今までにない《こうもり》をお見せします!
豊かな表現力を持った懐の深い歌唱で活躍する、ソプラノの小川里美。2月に東京芸術劇場と石川県立音楽堂の共同公演《こうもり》でロザリンデを歌う。
「《こうもり》は4度目ですが、ロザリンデをドイツ語で歌うのは初めてなので、やりがいを感じると同時に、緊張もしています。すごくチャーミングな役なので、そこを演じられたらいいなと思います」
設定がユニークな上演だ。
「舞台は現代の東京。アイゼンシュタインは日本に赴任してきた証券ディーラーです。ロザリンデはその日本人妻で、しかも元モデル…。元ミス・ユニバース日本代表という私の経歴を使っちゃおうというのは面白いですよね。役を自分に近い存在として感じられてうれしいです」

記述課題 a:
記録から、文字列「beard」を含む行をすべて抜き出して示せ。大文字と小文字は区別する。
《こうもり》の記事と記録は互いに無関係だ。

データ記録:
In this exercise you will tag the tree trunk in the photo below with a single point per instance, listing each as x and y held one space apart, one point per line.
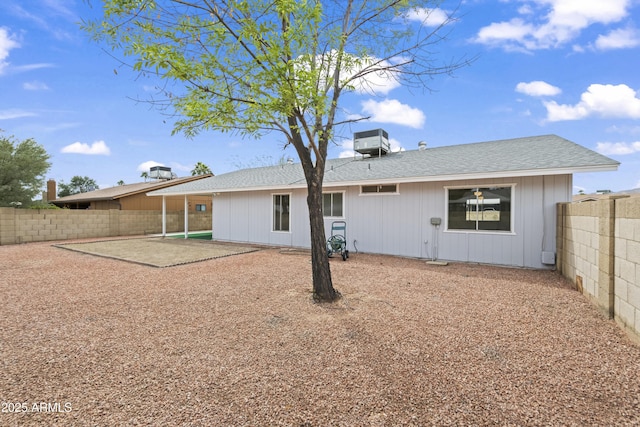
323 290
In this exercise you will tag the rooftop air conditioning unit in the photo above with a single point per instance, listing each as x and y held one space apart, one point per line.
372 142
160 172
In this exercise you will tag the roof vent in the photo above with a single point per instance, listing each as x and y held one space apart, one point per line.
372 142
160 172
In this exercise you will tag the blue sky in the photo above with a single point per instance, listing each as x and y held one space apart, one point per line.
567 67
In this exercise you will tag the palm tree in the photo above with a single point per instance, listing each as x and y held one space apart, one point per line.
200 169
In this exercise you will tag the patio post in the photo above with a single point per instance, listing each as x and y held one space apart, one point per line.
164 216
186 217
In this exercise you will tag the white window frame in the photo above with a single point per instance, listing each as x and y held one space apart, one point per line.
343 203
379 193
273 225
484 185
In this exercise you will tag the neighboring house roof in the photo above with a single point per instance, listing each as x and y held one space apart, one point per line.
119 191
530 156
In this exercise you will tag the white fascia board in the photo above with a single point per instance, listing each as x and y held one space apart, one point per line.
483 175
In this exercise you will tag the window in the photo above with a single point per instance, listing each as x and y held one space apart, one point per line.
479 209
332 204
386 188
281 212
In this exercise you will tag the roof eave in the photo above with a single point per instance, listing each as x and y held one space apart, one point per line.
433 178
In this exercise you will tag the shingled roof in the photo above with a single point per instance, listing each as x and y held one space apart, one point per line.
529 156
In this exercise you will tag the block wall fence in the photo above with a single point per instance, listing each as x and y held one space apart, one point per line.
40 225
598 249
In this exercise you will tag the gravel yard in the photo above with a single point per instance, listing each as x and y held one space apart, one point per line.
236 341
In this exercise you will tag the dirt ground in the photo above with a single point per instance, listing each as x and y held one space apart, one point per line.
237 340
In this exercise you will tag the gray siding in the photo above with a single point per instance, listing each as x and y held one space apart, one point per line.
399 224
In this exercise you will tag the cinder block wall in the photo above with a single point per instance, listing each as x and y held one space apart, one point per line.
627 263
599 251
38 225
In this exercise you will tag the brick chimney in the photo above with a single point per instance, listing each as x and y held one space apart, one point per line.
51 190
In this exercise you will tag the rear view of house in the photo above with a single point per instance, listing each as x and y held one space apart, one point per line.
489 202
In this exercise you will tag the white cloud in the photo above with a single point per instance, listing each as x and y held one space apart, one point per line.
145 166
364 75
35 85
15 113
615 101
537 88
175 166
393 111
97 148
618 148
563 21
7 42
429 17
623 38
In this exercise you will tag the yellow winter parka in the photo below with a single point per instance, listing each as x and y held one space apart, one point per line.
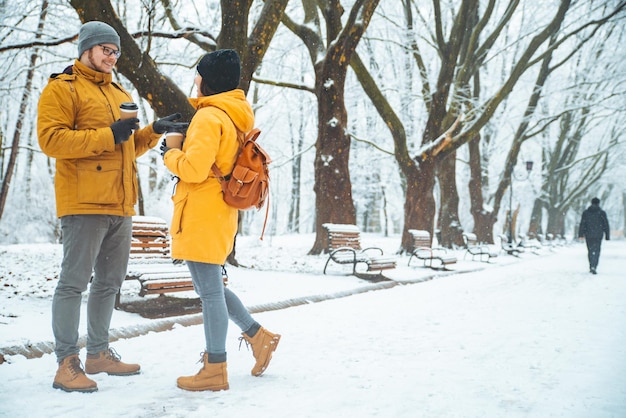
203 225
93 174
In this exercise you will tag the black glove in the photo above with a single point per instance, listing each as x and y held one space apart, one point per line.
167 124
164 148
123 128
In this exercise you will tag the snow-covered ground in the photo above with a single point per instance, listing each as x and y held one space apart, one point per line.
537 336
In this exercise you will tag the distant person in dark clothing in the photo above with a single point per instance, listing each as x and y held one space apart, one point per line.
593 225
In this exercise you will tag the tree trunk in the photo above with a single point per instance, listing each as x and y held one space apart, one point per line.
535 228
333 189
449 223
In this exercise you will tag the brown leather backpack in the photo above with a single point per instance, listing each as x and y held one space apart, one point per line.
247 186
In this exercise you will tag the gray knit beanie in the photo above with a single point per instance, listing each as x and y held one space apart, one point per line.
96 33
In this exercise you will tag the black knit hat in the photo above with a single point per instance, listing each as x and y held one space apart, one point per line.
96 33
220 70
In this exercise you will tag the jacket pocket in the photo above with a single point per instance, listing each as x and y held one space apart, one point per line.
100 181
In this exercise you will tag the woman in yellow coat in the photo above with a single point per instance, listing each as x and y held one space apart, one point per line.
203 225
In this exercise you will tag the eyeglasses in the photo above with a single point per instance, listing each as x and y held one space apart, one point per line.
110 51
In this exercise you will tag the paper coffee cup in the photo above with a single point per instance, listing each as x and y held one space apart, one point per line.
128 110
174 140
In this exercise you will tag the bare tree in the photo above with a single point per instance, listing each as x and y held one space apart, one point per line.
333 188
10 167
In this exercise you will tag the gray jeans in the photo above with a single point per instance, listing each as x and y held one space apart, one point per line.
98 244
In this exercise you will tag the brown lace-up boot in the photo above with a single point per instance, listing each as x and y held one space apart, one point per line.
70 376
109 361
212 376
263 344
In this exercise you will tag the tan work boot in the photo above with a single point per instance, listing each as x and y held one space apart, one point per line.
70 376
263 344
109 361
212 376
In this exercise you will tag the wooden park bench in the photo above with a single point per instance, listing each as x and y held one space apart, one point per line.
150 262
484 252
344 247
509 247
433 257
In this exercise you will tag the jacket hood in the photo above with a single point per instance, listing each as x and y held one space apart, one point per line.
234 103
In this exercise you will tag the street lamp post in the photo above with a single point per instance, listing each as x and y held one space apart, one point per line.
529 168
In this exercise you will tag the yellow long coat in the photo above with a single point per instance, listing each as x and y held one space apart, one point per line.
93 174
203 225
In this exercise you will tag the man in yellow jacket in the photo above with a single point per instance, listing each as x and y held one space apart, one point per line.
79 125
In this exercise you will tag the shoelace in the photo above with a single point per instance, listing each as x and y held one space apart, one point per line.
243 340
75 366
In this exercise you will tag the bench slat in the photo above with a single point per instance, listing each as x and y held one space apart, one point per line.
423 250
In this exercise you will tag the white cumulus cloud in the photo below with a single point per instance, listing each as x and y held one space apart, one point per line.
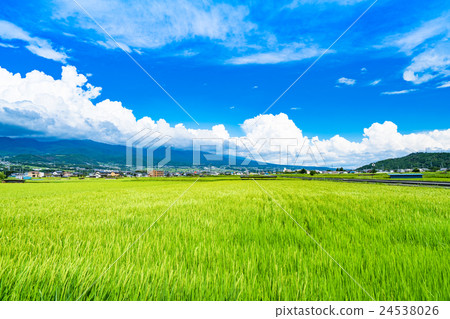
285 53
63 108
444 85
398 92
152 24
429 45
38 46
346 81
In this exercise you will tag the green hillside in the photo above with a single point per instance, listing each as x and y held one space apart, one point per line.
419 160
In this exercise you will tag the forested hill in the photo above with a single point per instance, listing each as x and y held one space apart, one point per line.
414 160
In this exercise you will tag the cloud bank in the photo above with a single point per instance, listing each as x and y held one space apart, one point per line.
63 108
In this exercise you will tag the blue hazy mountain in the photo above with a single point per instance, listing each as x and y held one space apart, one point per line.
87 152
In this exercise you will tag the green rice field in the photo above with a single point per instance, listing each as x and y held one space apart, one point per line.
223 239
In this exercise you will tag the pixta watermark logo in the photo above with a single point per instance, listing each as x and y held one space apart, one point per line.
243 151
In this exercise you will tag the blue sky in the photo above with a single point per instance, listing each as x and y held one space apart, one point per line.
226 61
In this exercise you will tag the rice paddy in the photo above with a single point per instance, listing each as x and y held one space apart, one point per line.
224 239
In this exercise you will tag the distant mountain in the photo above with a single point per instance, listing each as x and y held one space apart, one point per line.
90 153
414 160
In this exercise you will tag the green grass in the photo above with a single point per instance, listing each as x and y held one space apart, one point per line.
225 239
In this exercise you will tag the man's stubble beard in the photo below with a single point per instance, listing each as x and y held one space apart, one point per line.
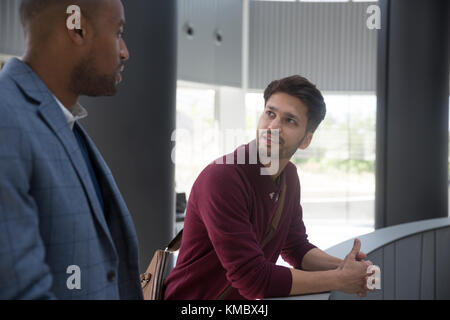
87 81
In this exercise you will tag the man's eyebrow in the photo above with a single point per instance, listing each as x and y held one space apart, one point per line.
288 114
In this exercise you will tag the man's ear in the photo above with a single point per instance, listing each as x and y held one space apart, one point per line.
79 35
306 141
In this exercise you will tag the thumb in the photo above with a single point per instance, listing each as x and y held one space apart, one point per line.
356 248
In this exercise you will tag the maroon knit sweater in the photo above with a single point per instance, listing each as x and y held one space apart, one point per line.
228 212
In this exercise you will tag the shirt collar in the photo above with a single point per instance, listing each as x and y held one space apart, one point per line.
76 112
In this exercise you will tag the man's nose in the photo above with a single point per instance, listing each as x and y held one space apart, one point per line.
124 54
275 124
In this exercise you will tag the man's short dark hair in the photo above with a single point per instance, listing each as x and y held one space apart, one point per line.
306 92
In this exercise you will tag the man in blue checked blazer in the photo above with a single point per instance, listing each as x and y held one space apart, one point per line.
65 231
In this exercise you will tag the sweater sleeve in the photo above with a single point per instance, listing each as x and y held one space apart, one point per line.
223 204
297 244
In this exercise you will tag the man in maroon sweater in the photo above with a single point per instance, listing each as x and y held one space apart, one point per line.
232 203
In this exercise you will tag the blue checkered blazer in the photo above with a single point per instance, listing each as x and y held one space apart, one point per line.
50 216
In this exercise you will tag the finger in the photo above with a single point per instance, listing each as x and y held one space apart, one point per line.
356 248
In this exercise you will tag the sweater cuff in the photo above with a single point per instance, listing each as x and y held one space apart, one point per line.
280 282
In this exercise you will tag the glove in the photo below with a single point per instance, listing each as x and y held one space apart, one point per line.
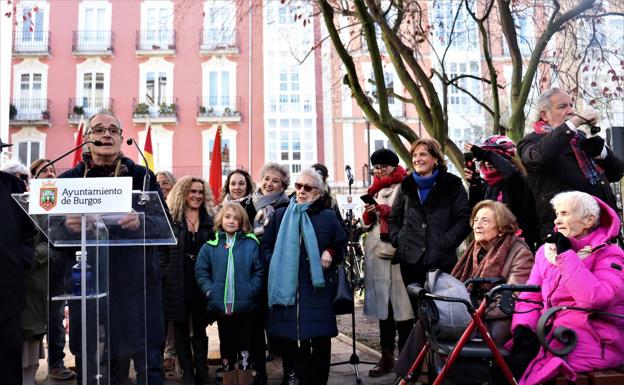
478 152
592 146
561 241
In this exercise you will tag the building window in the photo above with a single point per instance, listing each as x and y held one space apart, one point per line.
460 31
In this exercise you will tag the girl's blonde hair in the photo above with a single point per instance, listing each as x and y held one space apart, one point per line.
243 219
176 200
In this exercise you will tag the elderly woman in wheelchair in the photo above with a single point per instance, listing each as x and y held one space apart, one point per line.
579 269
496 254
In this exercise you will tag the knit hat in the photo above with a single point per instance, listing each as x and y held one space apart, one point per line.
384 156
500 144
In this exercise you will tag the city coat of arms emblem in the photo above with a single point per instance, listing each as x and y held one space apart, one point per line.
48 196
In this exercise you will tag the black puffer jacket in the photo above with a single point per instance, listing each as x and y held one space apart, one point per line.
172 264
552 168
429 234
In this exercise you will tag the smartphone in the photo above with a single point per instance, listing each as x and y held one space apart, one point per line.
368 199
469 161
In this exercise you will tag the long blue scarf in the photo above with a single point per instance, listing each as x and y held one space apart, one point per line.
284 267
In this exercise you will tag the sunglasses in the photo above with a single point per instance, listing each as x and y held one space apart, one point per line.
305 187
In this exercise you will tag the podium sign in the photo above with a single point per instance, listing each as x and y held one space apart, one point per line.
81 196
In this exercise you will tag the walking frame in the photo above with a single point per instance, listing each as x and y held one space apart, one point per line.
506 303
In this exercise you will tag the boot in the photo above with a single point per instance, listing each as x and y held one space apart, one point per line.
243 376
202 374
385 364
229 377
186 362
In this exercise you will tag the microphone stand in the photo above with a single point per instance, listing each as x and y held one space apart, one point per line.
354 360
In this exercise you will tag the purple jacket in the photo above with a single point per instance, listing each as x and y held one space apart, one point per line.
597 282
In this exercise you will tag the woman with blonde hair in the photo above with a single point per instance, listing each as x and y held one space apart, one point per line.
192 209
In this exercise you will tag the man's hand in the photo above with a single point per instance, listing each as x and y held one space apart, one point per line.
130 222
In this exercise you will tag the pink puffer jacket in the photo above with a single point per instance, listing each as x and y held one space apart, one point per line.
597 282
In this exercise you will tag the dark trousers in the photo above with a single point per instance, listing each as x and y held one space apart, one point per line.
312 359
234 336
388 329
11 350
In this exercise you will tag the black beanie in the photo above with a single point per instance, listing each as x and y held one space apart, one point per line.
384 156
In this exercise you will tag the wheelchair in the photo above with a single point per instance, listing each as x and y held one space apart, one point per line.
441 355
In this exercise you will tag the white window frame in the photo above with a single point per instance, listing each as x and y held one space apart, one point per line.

記述課題 b:
次の(i)〜(iii)が《こうもり》の記事と合っているか、それぞれ「はい」か「いいえ」で答え、決め手となる記事の文言を一字一句違えずに引用せよ。(i) 小川里美がロザリンデをドイツ語で歌うのは今回が初めてである。(ii) この上演の舞台は現代のウィーンである。(iii) 公演は東京芸術劇場と石川県立音楽堂の共同公演である。

記述回答 a:
In this exercise you will tag the man's stubble beard in the photo below with a single point per instance, listing each as x and y held one space apart, one point per line.

記述回答 b:
(i) はい。「ロザリンデをドイツ語で歌うのは初めてなので」
(ii) いいえ。「舞台は現代の東京。」
(iii) はい。「東京芸術劇場と石川県立音楽堂の共同公演《こうもり》」